▶ **EXERCISE BRIEF**: Please give again, exactly and in full, each line from the one holding "Target: cream fascia board" to the end of the listing.

▶ **DATA TO EXAMINE**:
=== Begin Enclosure ===

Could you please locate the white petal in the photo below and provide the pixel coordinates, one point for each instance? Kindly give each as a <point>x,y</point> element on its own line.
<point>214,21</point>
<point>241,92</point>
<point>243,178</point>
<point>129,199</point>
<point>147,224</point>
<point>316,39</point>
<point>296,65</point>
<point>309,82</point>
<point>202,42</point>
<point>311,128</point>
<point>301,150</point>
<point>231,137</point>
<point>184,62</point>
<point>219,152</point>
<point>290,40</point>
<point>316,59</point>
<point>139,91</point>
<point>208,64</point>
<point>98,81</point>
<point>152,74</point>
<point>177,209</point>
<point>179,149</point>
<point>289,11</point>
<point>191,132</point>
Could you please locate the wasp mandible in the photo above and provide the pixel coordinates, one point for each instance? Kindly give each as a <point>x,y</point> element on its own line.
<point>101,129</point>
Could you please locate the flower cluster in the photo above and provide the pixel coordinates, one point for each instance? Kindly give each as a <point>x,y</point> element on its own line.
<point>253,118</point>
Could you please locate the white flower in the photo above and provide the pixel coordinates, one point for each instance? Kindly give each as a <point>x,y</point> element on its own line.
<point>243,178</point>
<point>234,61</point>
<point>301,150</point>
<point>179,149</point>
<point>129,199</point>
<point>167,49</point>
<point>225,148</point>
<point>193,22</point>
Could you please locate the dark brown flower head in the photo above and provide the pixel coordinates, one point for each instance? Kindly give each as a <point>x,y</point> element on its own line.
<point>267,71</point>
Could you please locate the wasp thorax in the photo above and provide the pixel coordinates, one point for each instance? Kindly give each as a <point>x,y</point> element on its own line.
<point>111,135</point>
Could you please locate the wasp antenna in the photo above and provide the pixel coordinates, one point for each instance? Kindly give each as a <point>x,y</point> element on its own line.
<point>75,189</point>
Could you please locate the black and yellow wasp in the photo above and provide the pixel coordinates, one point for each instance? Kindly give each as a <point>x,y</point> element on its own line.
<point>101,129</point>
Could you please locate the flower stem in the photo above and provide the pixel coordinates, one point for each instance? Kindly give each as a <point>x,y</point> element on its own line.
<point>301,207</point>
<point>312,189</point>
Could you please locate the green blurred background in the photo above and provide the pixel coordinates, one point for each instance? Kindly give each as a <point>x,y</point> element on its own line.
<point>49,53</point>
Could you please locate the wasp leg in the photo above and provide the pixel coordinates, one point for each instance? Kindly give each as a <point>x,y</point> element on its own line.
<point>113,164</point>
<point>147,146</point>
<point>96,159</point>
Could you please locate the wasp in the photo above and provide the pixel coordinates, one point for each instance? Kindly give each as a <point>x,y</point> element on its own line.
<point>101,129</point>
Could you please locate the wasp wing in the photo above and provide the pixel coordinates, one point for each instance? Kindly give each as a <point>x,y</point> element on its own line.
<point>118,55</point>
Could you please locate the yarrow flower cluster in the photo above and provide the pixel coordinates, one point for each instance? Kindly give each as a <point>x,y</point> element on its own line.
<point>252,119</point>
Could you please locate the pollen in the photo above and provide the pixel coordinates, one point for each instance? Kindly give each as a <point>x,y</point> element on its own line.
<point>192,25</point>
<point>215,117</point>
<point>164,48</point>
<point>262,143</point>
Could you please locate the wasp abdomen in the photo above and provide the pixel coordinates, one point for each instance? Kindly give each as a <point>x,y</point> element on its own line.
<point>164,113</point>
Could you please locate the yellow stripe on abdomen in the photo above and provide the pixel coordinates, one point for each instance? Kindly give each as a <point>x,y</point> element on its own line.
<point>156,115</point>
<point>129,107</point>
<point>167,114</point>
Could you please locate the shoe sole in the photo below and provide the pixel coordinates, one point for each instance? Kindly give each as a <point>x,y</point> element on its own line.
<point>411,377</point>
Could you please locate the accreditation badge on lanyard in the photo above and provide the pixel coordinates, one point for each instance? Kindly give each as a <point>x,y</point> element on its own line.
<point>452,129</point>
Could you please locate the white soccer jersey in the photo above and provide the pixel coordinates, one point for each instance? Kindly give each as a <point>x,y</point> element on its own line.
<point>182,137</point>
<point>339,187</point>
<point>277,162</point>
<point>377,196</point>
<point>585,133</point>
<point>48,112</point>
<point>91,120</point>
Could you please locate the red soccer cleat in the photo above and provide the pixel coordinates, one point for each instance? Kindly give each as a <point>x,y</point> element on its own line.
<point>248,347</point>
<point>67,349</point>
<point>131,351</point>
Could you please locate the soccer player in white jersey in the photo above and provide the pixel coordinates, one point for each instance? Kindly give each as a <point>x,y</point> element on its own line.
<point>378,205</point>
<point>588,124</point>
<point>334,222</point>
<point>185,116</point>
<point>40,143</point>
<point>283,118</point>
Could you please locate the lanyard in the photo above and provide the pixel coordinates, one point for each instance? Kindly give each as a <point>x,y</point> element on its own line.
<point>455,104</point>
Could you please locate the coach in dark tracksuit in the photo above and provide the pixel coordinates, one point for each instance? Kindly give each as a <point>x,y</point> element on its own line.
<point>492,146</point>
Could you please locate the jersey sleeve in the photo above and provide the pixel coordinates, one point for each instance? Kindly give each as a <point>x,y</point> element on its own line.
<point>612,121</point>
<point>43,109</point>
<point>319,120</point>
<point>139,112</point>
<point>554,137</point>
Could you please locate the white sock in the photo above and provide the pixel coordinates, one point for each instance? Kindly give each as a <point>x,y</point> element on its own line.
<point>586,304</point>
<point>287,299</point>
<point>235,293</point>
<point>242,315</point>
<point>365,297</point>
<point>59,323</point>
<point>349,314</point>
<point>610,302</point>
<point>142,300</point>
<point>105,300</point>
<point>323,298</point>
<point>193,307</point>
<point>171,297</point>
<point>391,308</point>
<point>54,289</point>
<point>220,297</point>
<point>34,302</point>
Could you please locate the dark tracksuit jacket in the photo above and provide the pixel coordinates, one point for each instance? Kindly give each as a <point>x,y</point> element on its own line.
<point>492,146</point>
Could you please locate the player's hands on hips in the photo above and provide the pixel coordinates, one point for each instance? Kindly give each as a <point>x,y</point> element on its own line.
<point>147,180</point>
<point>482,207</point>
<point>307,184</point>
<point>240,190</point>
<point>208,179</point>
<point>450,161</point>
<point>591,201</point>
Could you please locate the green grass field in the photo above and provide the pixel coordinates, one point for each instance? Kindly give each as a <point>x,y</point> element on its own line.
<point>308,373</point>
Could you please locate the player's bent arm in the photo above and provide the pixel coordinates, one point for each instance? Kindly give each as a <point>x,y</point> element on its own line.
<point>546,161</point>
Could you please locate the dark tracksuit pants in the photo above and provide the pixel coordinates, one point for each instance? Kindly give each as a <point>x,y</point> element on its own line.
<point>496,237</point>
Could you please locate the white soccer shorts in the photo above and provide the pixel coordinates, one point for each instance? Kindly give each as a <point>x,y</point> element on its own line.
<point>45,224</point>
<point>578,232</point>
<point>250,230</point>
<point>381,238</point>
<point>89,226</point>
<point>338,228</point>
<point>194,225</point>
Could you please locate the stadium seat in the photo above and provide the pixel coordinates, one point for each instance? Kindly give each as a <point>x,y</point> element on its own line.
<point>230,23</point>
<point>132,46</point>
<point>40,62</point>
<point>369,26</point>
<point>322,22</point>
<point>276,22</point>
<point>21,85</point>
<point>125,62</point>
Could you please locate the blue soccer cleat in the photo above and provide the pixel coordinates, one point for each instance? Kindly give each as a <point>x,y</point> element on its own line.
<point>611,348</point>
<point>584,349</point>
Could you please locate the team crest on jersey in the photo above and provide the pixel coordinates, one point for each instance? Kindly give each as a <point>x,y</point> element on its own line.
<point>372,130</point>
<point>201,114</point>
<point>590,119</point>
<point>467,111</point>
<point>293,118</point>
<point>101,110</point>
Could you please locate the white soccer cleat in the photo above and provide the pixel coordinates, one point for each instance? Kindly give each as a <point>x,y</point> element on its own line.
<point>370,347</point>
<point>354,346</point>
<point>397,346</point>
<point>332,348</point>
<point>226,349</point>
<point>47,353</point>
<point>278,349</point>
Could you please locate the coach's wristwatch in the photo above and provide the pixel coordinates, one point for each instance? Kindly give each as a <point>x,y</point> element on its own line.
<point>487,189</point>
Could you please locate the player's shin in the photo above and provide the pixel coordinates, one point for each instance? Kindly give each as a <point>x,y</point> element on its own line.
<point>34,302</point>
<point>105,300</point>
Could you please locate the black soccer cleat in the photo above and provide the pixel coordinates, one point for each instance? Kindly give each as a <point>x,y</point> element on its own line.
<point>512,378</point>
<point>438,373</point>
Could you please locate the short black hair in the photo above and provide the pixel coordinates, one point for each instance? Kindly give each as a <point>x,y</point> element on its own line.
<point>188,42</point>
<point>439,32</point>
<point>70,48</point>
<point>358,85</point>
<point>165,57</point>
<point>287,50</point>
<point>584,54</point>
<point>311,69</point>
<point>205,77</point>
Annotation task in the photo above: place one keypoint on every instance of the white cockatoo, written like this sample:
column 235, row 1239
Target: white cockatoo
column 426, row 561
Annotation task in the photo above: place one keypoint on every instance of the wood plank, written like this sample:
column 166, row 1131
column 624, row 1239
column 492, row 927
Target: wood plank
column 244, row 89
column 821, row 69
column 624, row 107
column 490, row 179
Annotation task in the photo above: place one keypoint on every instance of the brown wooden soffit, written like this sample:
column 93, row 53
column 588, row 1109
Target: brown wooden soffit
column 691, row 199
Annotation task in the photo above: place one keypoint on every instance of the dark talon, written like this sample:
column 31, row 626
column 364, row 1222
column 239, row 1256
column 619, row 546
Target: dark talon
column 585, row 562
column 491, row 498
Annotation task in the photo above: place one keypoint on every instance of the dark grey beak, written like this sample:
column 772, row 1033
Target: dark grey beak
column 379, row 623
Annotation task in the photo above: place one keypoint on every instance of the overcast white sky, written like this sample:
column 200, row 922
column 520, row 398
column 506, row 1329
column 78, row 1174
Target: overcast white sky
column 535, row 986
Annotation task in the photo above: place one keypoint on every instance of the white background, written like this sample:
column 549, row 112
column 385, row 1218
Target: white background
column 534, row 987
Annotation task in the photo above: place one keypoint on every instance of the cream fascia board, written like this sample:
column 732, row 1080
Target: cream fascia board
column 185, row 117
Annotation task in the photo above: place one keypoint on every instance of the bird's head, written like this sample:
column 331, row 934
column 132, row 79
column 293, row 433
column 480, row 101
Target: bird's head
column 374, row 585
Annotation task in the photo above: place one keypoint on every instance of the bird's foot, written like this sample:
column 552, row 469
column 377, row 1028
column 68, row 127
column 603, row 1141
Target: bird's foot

=== End Enclosure ===

▶ **SOLUTION FOR THIS TASK**:
Target: cream fascia board
column 185, row 117
Annotation task in the photo above: place one keypoint on every instance of the bird's head, written like this sample:
column 331, row 934
column 132, row 79
column 293, row 433
column 480, row 101
Target: bird's head
column 374, row 585
Annotation task in the photo above: place one keypoint on every instance of the bird's foot, written like this sample:
column 552, row 469
column 377, row 1028
column 68, row 127
column 603, row 1141
Target: bird's foot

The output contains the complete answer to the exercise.